YOUR GOAL: From the entries below, keep only the lines containing the string "pile" and copy each of them. Case counts.

LISTED ENTRIES:
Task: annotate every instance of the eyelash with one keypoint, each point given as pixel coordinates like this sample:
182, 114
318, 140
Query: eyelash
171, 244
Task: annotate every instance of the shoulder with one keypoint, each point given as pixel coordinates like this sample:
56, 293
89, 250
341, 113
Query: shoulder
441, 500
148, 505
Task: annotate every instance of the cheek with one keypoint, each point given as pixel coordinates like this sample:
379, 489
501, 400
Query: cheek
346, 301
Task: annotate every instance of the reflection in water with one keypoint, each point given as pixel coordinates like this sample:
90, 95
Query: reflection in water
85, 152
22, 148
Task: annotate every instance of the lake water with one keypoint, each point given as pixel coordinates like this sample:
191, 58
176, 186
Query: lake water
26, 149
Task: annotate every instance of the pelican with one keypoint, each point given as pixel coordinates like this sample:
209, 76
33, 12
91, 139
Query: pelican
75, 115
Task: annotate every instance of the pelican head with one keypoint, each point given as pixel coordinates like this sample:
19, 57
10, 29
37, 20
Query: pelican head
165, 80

==

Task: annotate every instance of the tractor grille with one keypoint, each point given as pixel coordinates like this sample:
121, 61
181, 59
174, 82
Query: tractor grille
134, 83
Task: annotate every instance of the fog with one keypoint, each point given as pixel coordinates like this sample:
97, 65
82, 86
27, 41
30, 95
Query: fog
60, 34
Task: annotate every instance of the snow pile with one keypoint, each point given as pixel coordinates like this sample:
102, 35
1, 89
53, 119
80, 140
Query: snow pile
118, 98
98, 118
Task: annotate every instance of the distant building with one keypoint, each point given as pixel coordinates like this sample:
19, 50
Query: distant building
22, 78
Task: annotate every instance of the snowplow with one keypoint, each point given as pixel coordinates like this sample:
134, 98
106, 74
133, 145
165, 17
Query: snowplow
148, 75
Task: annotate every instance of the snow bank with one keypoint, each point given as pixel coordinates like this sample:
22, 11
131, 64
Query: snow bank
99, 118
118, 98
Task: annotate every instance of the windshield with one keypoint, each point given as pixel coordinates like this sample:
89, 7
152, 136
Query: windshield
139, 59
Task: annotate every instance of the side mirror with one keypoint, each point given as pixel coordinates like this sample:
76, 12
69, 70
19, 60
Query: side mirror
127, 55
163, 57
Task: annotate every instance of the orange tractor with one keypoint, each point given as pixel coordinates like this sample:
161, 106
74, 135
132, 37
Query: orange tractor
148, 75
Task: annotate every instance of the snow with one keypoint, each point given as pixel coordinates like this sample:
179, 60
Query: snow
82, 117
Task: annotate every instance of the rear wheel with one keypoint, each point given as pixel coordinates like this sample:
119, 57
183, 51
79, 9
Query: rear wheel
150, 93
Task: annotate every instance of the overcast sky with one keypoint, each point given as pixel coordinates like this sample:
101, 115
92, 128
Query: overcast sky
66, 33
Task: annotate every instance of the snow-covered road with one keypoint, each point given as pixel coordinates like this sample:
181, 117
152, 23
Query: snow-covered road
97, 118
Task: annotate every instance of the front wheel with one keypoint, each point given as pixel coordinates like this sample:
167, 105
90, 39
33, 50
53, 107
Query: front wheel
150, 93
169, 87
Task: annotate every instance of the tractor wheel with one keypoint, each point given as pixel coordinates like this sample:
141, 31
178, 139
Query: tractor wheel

RESULT FOR THIS TASK:
Task: annotate every instance of the snow pile with one keypoint, each point given as pixel coordinates like this sample:
Query: snow pile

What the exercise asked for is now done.